TASK DETAILS: Update the entries below by changing every "keypoint" to "landmark", and leave all other text unchanged.

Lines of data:
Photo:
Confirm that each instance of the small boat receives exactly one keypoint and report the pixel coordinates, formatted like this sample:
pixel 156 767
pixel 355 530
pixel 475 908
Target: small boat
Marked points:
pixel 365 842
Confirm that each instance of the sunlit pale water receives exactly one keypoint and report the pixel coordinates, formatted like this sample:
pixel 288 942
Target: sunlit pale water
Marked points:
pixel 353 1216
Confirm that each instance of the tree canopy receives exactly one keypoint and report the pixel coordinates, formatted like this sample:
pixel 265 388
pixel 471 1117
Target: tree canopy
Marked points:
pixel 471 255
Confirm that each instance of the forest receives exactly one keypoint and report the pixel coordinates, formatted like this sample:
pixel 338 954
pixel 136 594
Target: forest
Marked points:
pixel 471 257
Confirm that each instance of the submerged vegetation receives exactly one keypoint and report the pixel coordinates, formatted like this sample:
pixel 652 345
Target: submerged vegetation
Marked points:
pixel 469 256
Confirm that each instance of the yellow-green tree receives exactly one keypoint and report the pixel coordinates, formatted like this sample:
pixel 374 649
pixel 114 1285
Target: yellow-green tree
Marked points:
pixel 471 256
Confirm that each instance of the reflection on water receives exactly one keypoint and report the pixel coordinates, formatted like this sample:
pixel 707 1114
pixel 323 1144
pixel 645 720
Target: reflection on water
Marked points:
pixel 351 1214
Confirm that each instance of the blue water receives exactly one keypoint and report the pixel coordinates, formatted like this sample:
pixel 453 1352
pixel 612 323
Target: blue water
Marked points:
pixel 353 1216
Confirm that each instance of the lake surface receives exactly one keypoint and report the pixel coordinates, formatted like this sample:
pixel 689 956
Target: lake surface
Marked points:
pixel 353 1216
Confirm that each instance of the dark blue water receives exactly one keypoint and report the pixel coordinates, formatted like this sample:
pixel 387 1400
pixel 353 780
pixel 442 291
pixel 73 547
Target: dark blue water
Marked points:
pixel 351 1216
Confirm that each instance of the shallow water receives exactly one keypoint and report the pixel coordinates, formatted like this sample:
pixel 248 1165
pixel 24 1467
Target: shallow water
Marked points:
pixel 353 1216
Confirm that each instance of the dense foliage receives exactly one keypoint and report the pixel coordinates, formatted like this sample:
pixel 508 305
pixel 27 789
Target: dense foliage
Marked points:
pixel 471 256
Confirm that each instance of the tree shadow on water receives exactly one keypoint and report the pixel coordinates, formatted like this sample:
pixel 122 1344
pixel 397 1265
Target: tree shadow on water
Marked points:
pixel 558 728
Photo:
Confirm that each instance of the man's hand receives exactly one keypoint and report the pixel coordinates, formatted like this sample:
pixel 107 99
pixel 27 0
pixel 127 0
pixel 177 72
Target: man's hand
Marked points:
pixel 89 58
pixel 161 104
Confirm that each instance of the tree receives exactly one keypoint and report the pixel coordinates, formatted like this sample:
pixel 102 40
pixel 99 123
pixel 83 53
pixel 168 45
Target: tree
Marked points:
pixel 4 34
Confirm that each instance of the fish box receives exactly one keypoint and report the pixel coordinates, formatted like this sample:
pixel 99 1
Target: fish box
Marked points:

THE REPLY:
Photo:
Confirm that each instance of the small boat receives exactly one landmark and report the pixel coordinates, formatted like this sample:
pixel 156 767
pixel 355 530
pixel 475 908
Target: small boat
Marked points:
pixel 365 842
Confirm that each instance of the sunlit pale water receives exactly one landmark and report the pixel coordinates, formatted like this sample:
pixel 288 942
Target: sunlit pale water
Marked points:
pixel 353 1216
Confirm that each instance of the tree canopy receives exactly one landmark and report the pixel coordinates, formatted like this sample:
pixel 265 388
pixel 471 1117
Target: tree canopy
Marked points:
pixel 471 255
Confirm that each instance of the forest receives exactly one landmark and report the pixel coordinates, formatted like this sample:
pixel 338 954
pixel 136 594
Target: forest
Marked points:
pixel 471 257
Confirm that each instance of the submerged vegetation receives exactly one landmark and report the pixel coordinates, formatted like this sample:
pixel 652 345
Target: submerged vegetation
Marked points:
pixel 469 256
Confirm that each instance of the yellow-green tree receives exactly one landmark and report the pixel coordinates, formatted like this sample:
pixel 374 649
pixel 114 1285
Target: yellow-green tree
Marked points:
pixel 471 256
Confirm that each instance of the reflection on water receives exactly one landmark and report the pixel coordinates, formatted like this sample:
pixel 707 1114
pixel 323 1144
pixel 645 720
Target: reflection on water
Marked points:
pixel 351 1214
Confirm that each instance of the blue water receives exactly one landmark and report the pixel coordinates, formatted like this sample:
pixel 453 1352
pixel 612 323
Target: blue water
Marked points:
pixel 353 1216
Confirm that each instance of the lake surface receives exactly one landmark and report the pixel coordinates, formatted like this sample:
pixel 689 956
Target: lake surface
Marked points:
pixel 353 1216
Confirm that each instance of the dark blue water receives exactly one landmark and report the pixel coordinates, formatted like this sample:
pixel 387 1400
pixel 353 780
pixel 442 291
pixel 73 547
Target: dark blue water
Marked points:
pixel 351 1216
Confirm that each instance of the shallow water receives exactly one landmark and report the pixel coordinates, formatted like this sample:
pixel 248 1165
pixel 24 1467
Target: shallow water
Marked points:
pixel 353 1216
Confirm that each instance of the dense foliage receives exactly one landmark and report the pixel coordinates, formatted like this sample:
pixel 508 305
pixel 27 789
Target: dense foliage
Marked points:
pixel 471 256
Confirm that each instance of the tree shadow on water receives exactly one landmark and report the pixel coordinates, formatted like this sample:
pixel 122 1344
pixel 397 1265
Target: tree shadow on water
Marked points:
pixel 558 728
Photo:
Confirm that each instance of the man's hand receives exactly one landmark and report the pixel coordinates, formatted like this sample:
pixel 107 99
pixel 27 0
pixel 127 0
pixel 177 72
Target: man's hand
Marked points:
pixel 89 58
pixel 161 104
Confirm that each instance of the tree receives exactly one landmark and report the pixel coordinates, formatted like this sample:
pixel 102 40
pixel 99 123
pixel 83 53
pixel 168 45
Target: tree
Marked points:
pixel 4 34
Confirm that each instance of the fish box receives exactly one landmark and report the pixel coordinates, formatted like this sample:
pixel 99 1
Target: fish box
Marked points:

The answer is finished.